>> begin Provided text

Benchmarking Apple, Android, and Windows Tablets

Anand Lal Shimpi:1

Looking at the offscreen results, we finally get what we came here for. Intel’s HD 4000 manages to deliver 3x the performance of the PowerVR SGX 554MP4, obviously at a much higher power consumption level as well. The Ivy Bridge CPU used in Surface Pro carries a 17W TDP, and it’s likely that the A6X used in the iPad 4 is somewhere south of 5W. The big question here is how quickly Intel can scale its power down vs. how quickly can the ARM guys scale their performance up. Claiming ARM (and its partners) can’t build high performance hardware is just as inaccurate as saying that Intel can’t build low power hardware. Both camps simply chose different optimization points on the power/performance curve, and both are presently working towards building what they don’t have. The real debate isn’t whether or not each side is capable of being faster or lower power, but which side will get there first, reliably and with a good business model.

First off, the fact that there is an article comparing an iPad/Nexus with a full Intel-powered Windows PC, and no one thinks this is weird, is pretty amazing.

Second off, this shows how much trouble Intel is in.

>> end Provided text
>> begin Information supplied

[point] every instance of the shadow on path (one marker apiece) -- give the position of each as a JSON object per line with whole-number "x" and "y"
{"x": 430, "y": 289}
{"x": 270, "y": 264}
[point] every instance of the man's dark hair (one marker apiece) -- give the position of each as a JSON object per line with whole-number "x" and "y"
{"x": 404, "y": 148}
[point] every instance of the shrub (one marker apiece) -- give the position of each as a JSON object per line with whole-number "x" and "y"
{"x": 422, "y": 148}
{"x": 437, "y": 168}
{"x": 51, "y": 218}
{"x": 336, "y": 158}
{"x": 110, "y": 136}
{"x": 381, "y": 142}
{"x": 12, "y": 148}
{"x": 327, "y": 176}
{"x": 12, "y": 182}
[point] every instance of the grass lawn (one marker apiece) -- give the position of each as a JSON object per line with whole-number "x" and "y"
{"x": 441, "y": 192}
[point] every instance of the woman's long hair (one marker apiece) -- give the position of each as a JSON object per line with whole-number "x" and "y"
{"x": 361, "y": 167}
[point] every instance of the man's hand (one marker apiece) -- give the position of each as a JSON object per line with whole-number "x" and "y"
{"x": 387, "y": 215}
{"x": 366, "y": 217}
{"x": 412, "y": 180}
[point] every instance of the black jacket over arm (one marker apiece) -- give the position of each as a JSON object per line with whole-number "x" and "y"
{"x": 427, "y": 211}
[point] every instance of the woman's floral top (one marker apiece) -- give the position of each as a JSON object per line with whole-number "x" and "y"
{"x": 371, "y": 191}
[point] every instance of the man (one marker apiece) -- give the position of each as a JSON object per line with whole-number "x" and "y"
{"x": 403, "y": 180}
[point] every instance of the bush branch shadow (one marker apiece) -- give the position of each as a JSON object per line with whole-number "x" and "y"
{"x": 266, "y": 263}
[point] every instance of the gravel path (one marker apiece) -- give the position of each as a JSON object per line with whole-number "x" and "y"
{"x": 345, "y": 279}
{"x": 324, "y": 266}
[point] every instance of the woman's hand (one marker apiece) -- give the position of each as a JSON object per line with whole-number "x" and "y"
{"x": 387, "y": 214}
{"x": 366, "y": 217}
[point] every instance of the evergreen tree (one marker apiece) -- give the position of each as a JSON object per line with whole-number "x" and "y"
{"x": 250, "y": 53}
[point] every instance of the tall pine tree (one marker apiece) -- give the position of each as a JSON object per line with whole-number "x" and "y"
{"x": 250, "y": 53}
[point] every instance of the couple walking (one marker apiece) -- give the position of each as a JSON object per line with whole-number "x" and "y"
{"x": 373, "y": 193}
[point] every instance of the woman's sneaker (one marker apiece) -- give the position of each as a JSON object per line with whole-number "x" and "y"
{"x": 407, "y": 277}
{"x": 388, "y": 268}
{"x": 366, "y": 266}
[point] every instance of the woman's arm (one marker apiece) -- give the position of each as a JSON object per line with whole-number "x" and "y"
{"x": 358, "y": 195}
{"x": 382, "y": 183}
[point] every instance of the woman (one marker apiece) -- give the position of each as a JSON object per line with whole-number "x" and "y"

>> end Information supplied

List of tasks:
1. In the tablet benchmarking text, what TDP does the Ivy Bridge CPU used in Surface Pro carry?
2. Please duplicate the stretch of the tablet benchmarking text from "First off, the" through "is pretty amazing.".

Solutions by task:
1. 17W

2.
First off, the fact that there is an article comparing an iPad/Nexus with a full Intel-powered Windows PC, and no one thinks this is weird, is pretty amazing.